Given exercise: Copy out only the span from the line with "[indicate] apartment building" to the end of the data, both ends kept, word for word.

Material for this exercise:
Start
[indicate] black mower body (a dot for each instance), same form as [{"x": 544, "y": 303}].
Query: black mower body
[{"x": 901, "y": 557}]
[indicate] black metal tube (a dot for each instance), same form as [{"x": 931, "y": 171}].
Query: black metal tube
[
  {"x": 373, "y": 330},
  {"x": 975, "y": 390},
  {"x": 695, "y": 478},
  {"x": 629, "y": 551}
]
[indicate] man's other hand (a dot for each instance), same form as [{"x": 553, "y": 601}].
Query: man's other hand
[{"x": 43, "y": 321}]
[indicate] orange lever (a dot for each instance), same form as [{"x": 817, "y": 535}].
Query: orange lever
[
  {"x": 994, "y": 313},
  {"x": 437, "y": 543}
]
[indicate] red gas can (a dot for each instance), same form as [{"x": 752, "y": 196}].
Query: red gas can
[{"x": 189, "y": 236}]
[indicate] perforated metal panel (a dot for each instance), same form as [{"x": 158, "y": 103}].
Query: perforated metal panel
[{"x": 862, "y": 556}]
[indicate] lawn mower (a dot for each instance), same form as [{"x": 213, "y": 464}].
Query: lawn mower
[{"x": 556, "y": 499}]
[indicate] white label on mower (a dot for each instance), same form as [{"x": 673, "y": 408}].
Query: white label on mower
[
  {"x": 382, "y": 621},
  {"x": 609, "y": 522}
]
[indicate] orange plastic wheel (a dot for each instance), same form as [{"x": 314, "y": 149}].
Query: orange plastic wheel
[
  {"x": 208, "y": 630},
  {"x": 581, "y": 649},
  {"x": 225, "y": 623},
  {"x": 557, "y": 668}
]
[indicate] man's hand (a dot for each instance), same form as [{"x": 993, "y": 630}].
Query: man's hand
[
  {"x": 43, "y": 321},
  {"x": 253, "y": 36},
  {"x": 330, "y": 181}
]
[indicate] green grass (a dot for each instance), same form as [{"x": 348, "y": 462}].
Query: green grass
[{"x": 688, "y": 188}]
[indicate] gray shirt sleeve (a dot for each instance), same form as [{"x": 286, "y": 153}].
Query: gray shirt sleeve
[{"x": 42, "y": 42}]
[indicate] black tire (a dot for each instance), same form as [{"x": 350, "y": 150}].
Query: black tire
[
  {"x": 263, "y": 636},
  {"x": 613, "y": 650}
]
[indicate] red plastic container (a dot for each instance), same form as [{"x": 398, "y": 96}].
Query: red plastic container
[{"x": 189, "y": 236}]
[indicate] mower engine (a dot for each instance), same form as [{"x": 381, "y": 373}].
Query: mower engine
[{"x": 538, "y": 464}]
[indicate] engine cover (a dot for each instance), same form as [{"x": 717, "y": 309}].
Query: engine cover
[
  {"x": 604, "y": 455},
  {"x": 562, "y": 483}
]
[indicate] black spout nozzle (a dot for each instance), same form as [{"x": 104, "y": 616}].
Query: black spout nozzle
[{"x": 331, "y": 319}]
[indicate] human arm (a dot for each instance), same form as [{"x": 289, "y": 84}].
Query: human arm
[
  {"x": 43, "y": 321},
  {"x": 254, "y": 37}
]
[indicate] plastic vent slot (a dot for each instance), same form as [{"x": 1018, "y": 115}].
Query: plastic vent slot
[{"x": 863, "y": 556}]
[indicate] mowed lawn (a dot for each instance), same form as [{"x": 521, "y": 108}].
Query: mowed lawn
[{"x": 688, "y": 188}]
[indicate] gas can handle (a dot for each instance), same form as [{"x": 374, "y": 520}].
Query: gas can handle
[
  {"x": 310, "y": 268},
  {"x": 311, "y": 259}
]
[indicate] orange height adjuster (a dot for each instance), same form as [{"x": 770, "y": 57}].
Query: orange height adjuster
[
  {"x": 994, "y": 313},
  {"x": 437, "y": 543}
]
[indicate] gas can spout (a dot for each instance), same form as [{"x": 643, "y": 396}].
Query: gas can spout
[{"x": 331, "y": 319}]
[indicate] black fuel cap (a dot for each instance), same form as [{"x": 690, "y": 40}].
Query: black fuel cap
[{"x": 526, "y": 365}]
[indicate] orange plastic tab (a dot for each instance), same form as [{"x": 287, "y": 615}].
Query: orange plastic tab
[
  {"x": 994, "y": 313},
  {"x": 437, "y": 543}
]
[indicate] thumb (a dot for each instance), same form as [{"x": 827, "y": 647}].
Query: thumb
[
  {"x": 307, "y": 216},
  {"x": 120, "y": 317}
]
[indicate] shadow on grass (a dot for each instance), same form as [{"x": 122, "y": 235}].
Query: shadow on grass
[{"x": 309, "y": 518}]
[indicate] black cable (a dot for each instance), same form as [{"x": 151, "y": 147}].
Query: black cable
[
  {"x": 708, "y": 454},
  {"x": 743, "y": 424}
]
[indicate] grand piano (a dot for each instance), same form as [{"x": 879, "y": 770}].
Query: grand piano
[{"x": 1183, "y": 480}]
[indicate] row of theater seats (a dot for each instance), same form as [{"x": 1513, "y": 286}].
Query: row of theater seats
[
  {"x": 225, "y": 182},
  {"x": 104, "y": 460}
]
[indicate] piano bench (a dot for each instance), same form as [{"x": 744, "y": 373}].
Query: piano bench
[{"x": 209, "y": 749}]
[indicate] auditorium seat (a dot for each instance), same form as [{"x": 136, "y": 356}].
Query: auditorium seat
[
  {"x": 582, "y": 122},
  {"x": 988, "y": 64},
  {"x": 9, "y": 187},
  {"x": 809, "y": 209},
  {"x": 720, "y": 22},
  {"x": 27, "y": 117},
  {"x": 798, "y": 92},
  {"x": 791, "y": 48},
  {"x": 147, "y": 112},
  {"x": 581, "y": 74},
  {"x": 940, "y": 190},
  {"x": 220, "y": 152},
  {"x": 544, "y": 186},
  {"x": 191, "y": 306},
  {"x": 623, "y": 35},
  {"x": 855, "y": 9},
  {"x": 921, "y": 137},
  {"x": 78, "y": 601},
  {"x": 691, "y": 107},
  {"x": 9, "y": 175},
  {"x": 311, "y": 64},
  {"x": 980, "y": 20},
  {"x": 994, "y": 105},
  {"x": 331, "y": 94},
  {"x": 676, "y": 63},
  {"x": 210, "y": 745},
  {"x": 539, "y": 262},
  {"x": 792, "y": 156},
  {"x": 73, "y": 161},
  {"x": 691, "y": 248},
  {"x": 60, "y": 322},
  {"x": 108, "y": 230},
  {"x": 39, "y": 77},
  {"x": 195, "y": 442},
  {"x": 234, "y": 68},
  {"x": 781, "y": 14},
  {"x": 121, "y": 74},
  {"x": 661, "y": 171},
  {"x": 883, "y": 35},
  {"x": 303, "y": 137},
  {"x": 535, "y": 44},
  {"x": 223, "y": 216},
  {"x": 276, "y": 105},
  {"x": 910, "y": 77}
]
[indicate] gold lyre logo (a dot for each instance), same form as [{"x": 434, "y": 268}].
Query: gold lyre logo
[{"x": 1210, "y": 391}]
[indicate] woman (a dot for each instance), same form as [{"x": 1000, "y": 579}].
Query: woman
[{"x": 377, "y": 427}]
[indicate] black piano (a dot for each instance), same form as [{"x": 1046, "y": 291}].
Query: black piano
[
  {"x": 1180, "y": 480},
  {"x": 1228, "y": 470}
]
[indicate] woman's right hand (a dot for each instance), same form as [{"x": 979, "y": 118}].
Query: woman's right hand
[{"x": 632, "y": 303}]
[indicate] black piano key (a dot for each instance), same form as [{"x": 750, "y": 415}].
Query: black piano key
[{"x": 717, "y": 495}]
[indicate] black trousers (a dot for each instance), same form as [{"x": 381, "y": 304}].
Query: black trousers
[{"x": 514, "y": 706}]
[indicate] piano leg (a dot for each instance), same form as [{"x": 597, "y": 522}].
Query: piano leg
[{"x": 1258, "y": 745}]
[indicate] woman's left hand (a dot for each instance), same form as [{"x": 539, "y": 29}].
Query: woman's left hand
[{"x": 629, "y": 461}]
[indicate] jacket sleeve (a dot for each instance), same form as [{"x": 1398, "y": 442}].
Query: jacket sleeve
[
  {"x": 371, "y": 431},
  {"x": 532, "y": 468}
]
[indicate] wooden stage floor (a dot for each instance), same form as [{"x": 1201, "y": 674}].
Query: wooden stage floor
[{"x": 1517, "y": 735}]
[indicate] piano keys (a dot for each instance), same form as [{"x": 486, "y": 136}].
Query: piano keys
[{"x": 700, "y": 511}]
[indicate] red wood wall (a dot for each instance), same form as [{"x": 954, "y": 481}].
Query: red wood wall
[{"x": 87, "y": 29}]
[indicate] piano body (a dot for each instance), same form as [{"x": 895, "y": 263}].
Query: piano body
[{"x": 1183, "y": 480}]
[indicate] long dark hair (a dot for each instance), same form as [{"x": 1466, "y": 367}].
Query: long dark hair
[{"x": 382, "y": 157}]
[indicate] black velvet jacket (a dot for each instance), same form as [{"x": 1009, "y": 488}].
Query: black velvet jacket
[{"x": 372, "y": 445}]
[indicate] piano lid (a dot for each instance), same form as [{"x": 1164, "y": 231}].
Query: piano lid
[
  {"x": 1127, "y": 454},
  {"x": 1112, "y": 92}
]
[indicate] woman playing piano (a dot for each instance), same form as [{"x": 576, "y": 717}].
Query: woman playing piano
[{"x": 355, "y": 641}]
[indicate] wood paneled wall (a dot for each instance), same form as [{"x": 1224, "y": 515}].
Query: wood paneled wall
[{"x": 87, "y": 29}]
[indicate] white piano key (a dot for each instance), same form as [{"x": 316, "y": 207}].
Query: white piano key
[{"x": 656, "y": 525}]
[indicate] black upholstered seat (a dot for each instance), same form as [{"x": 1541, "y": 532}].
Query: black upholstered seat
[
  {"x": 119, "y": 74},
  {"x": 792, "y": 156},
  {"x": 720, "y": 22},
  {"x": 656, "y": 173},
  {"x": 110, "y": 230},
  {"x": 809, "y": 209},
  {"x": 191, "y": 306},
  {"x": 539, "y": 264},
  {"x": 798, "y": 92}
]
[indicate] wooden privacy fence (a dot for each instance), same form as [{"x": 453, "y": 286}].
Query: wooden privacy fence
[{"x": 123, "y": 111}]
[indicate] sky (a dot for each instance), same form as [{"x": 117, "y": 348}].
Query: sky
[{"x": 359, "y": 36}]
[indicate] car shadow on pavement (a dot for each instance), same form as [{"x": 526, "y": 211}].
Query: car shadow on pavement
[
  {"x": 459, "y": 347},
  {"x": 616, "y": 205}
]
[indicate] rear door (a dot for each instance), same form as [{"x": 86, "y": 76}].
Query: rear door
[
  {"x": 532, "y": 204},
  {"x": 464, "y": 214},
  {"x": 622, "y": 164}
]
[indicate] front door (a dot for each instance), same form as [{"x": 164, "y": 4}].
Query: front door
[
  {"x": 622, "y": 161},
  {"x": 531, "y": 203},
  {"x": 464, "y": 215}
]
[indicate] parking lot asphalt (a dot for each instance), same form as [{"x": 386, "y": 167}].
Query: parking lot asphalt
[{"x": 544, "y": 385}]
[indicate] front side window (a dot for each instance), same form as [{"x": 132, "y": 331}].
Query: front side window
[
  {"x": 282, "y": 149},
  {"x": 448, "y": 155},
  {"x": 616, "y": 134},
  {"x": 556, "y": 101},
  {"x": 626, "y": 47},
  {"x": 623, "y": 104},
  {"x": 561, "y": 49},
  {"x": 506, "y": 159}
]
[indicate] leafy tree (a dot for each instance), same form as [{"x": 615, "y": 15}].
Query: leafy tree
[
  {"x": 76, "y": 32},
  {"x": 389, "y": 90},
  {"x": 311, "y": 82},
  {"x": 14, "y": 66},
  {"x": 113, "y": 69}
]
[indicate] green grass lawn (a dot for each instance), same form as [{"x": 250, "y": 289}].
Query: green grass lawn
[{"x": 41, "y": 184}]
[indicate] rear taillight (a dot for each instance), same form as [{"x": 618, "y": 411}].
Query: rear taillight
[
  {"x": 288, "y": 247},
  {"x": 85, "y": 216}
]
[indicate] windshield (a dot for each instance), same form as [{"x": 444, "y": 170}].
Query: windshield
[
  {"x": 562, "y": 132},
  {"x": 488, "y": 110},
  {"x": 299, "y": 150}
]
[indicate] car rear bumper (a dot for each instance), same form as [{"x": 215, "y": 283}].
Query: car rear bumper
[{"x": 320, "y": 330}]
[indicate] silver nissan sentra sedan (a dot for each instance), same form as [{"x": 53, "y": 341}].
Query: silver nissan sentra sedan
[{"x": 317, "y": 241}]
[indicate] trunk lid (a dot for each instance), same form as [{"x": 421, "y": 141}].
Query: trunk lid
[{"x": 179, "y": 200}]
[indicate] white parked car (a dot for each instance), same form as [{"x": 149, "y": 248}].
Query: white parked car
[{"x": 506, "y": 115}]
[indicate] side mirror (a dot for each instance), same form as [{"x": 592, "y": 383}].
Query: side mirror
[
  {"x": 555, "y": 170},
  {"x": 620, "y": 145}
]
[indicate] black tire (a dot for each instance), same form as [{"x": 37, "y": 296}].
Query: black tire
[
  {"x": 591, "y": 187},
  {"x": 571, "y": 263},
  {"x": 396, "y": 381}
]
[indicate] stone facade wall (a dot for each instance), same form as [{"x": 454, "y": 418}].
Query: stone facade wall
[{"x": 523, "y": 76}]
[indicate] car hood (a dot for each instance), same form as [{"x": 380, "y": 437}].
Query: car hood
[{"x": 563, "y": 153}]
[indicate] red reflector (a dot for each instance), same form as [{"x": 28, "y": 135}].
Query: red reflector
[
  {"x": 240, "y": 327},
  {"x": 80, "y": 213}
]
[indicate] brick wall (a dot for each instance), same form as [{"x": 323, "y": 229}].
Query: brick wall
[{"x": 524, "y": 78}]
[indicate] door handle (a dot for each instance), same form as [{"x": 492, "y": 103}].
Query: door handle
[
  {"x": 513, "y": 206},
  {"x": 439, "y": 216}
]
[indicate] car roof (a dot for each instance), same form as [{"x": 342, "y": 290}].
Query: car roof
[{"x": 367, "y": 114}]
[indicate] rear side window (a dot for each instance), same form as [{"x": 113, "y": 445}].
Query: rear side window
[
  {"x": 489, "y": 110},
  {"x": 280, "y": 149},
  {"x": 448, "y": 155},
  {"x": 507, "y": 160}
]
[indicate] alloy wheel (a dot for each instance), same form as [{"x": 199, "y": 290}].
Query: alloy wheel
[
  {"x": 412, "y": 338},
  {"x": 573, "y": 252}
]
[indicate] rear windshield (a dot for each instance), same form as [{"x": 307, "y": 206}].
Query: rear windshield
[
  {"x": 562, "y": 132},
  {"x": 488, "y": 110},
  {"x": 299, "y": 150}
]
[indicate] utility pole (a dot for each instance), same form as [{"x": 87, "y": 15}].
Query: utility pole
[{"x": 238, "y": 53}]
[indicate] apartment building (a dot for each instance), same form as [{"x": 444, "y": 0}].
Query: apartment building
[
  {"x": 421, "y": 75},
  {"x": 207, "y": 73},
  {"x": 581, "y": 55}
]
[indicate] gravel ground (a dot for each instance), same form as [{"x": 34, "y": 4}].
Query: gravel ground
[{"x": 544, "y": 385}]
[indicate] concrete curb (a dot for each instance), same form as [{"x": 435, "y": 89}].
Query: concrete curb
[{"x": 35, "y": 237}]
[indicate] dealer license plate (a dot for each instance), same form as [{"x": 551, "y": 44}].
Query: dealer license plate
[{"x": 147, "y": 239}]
End
Task response:
[indicate] apartment building (a dot for each instance), same form as [{"x": 444, "y": 0}].
Query: apartment building
[
  {"x": 421, "y": 75},
  {"x": 207, "y": 73},
  {"x": 581, "y": 55}
]
[indicate] gravel ground (a dot for each instance), same form as [{"x": 34, "y": 4}].
Query: gravel ground
[{"x": 544, "y": 385}]
[indicate] concrete curb (a dot for each instance), same form as [{"x": 435, "y": 89}].
Query: concrete curb
[{"x": 35, "y": 237}]
[indicate] dealer license plate (a dot for each instance), same form as [{"x": 551, "y": 44}].
Query: dealer license plate
[{"x": 147, "y": 239}]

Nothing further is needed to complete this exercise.